» WHAT TO PRODUCE:
The lines to be copied are those below that contain "white".

» SUPPLIED ENTRIES:
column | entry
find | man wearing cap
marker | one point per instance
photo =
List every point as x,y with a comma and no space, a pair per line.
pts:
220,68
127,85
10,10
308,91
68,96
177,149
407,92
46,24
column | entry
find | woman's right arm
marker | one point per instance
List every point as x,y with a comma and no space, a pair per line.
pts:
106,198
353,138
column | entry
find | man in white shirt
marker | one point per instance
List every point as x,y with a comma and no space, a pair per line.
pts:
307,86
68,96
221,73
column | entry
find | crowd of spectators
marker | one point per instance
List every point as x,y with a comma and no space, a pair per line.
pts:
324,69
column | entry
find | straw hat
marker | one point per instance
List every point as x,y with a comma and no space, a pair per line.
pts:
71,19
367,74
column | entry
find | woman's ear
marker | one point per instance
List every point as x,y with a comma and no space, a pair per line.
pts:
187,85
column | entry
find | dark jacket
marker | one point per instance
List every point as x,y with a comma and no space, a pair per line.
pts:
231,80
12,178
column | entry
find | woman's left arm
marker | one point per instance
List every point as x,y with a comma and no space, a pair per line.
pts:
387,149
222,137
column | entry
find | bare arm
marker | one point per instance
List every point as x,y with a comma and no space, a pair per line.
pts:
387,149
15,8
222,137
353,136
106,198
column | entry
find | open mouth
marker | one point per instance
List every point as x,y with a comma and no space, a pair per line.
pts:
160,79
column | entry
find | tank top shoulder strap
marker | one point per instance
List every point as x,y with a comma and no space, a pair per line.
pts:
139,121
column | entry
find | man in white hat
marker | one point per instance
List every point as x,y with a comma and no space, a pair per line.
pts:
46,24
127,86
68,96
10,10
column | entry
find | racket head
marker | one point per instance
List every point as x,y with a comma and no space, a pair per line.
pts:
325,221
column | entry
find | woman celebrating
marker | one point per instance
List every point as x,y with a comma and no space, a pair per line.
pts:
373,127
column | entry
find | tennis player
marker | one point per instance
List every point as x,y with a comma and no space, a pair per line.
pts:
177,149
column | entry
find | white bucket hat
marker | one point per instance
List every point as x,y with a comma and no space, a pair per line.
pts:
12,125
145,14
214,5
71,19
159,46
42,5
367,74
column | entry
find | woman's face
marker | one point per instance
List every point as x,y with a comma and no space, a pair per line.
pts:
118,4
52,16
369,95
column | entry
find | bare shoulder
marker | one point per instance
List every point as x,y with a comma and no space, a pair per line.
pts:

» OUTPUT OF THE TASK:
find | man in white shirt
find | man in white hat
find | white bucket hat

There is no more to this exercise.